* **Work task**:
Repeat, exactly as written, the lines of the records below from the first through the line with "Target: dense foliage", but none past it.

· · · · ·

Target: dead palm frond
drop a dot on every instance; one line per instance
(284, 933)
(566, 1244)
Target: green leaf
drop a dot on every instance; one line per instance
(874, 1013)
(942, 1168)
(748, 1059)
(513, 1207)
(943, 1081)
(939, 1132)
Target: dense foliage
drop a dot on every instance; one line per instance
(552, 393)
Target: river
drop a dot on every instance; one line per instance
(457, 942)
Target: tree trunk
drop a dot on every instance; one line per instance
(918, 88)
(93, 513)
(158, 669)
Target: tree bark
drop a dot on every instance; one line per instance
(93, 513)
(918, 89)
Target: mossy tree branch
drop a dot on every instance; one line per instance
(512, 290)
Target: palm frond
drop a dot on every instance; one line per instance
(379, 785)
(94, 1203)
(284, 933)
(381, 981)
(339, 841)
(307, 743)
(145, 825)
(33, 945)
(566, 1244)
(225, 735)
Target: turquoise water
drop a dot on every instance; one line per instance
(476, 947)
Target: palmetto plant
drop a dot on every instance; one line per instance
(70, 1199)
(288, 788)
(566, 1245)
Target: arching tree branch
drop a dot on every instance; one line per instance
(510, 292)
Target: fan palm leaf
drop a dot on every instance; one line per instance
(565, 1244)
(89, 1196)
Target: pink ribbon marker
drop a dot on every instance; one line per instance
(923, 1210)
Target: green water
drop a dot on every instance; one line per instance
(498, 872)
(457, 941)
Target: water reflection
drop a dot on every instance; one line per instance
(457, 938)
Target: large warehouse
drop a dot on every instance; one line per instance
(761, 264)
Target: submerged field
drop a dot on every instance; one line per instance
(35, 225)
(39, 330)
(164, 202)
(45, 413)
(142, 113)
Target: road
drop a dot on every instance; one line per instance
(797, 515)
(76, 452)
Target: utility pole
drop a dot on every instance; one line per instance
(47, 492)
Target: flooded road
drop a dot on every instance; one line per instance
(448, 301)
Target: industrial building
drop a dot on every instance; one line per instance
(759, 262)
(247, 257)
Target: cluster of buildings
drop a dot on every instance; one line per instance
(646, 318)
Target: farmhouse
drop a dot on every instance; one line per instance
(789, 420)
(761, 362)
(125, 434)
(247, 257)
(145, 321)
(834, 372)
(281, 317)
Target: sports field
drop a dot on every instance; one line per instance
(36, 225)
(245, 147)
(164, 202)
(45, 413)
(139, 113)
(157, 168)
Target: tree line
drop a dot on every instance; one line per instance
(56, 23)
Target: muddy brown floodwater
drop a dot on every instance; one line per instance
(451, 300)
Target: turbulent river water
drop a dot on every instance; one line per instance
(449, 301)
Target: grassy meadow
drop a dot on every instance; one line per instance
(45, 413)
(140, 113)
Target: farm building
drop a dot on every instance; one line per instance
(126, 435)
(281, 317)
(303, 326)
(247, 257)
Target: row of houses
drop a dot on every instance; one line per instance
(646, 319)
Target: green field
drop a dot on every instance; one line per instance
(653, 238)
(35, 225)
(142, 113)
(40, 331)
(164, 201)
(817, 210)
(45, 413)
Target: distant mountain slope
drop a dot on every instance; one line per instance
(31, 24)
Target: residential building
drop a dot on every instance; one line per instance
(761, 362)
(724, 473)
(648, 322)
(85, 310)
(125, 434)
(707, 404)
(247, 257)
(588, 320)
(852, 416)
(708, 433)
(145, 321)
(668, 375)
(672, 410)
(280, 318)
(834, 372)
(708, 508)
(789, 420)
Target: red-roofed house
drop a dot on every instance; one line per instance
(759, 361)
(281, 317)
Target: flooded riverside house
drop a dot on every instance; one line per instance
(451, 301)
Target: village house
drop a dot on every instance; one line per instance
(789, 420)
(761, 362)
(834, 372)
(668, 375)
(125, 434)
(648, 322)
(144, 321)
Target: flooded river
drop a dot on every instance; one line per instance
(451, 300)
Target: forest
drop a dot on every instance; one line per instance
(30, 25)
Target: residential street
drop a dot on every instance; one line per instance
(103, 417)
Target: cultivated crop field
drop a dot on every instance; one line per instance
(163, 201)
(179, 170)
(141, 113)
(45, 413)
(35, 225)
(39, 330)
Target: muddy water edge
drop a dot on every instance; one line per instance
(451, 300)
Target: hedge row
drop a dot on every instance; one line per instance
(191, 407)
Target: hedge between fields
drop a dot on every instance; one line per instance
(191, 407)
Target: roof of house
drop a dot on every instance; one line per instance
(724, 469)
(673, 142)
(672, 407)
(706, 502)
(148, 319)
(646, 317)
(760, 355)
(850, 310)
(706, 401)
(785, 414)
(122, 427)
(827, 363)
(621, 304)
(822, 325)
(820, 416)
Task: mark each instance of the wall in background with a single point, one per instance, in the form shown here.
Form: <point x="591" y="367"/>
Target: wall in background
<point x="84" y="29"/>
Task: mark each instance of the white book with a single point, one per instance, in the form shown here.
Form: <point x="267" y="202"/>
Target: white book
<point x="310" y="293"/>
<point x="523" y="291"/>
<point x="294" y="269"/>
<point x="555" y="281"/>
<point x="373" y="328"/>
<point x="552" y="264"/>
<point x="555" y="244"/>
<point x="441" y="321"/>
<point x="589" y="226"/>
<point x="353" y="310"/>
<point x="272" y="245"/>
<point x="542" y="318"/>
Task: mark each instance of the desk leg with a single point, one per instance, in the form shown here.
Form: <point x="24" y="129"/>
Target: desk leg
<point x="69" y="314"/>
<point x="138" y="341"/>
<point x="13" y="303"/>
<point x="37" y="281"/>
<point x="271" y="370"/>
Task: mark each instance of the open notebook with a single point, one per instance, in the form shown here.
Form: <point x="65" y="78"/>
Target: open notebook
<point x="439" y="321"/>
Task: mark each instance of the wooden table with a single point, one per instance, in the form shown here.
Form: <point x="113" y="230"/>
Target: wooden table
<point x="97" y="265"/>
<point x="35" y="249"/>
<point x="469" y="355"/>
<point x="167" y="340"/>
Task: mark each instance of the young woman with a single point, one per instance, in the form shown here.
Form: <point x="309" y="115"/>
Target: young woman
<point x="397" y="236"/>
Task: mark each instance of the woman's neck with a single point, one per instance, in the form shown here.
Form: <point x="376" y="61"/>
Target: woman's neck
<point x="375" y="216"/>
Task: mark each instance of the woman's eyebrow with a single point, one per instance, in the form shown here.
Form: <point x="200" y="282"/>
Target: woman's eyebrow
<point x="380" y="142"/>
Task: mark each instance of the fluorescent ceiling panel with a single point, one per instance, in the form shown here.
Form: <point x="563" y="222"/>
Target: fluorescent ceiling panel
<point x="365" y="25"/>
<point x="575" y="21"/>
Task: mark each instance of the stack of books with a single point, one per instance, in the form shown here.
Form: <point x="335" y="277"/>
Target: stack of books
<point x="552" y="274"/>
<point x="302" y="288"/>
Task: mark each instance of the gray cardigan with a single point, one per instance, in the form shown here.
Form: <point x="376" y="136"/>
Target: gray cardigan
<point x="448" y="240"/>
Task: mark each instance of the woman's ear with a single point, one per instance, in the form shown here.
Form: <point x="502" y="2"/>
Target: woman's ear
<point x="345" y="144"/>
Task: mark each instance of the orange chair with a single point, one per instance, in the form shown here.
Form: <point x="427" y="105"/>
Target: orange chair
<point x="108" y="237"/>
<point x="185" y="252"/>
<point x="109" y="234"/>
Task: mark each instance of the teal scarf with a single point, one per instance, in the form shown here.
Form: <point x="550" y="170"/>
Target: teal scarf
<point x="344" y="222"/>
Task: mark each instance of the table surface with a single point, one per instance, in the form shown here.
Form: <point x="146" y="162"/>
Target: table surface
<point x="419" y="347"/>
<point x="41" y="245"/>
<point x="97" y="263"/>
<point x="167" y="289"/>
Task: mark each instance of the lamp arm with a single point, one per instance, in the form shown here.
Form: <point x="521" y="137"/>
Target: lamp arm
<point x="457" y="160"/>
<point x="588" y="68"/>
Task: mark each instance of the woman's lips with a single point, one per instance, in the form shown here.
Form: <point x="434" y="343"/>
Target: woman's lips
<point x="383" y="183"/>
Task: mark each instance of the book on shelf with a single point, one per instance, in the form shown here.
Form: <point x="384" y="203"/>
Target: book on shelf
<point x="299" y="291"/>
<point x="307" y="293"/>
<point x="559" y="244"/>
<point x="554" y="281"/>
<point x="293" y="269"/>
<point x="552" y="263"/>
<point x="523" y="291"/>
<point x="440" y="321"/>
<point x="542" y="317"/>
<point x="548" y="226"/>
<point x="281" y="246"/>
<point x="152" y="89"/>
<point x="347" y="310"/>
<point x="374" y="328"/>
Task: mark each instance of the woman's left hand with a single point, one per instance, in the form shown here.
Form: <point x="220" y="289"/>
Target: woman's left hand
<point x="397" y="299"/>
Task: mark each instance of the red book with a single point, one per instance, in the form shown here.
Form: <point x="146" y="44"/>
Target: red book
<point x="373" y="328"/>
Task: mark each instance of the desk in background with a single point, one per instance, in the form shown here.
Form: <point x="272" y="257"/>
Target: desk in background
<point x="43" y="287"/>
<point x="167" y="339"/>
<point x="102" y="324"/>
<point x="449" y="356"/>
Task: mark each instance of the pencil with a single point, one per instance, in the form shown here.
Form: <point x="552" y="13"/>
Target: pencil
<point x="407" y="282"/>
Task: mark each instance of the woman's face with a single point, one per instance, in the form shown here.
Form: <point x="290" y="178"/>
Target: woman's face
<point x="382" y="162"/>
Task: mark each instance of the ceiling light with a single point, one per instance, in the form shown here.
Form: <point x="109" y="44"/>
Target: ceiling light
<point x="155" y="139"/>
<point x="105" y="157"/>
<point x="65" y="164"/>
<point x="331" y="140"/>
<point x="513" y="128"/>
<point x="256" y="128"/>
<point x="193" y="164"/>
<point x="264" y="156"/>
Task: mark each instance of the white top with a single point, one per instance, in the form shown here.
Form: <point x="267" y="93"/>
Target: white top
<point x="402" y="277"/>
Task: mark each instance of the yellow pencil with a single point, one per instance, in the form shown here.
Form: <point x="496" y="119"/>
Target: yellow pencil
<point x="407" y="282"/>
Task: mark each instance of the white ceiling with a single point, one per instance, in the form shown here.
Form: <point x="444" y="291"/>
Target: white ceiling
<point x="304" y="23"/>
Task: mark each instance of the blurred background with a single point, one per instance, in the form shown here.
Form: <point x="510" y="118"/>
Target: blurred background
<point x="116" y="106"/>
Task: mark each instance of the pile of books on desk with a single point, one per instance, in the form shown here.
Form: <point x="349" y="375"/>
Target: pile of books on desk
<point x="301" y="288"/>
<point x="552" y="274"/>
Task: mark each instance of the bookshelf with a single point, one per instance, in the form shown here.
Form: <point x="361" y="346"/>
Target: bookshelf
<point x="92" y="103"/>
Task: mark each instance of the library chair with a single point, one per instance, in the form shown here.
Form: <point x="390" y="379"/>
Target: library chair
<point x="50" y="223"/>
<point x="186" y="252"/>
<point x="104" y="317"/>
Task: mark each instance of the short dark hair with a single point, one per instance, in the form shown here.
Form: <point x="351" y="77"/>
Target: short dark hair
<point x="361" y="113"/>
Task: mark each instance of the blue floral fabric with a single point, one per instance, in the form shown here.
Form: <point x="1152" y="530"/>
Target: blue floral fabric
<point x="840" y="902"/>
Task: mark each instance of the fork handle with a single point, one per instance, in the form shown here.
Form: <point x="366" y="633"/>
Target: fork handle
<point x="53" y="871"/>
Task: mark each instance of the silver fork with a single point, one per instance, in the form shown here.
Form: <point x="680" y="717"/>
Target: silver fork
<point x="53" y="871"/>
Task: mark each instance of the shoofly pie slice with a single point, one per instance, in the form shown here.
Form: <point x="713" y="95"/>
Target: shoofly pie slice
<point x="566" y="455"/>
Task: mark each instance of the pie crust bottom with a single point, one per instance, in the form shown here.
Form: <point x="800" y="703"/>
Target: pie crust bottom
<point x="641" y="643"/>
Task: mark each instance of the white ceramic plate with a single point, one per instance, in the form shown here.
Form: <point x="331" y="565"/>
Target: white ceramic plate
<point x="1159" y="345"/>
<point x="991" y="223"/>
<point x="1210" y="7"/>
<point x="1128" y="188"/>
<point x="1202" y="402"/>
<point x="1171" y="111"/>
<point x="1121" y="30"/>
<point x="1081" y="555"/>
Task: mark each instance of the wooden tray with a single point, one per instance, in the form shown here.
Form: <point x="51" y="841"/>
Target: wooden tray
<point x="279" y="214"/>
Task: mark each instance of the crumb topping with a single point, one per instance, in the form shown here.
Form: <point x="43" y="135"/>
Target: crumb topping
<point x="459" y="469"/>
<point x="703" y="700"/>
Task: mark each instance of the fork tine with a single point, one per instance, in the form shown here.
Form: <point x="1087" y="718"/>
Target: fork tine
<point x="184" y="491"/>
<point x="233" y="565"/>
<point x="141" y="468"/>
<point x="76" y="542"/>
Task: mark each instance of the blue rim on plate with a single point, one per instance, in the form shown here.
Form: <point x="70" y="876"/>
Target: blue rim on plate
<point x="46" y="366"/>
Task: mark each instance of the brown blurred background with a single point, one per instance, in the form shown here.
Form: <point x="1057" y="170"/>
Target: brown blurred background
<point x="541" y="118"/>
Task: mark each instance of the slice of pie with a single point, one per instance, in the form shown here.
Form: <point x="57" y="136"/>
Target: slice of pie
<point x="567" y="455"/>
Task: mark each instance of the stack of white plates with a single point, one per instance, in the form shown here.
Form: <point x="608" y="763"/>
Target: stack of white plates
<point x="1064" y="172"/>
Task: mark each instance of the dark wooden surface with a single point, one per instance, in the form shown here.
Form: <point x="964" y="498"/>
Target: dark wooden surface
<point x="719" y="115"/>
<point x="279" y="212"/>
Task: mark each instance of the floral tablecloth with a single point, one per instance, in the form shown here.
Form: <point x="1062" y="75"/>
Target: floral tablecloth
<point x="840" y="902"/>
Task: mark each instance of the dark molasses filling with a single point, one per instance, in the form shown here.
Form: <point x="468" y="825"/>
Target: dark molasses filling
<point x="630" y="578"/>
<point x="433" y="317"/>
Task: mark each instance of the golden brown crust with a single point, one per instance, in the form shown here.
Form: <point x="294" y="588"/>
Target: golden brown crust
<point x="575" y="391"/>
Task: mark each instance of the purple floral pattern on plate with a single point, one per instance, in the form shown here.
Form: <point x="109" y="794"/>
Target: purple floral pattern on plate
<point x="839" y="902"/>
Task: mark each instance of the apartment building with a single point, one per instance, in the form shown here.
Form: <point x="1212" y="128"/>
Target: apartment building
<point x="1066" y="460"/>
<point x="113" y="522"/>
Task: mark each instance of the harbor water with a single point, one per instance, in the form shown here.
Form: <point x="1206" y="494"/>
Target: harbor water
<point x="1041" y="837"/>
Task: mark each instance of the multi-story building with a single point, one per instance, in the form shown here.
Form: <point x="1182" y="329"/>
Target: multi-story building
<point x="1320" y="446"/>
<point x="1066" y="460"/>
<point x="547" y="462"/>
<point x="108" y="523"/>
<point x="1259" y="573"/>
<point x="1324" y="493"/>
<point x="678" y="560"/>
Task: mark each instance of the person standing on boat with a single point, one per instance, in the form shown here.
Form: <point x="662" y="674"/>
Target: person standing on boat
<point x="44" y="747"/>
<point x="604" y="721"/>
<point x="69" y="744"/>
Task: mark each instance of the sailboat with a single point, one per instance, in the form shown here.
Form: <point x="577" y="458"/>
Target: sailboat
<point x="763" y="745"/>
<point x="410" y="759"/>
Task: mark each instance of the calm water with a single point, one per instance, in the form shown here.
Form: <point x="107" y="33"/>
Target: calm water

· · · · ·

* **Reply**:
Target: dead palm frond
drop a dot on every instance; one line per instance
(284, 933)
(566, 1244)
Target: green leaf
drop a dot on every instance; one line per instance
(874, 1013)
(942, 1168)
(748, 1059)
(513, 1207)
(943, 1081)
(939, 1132)
Target: dense foliage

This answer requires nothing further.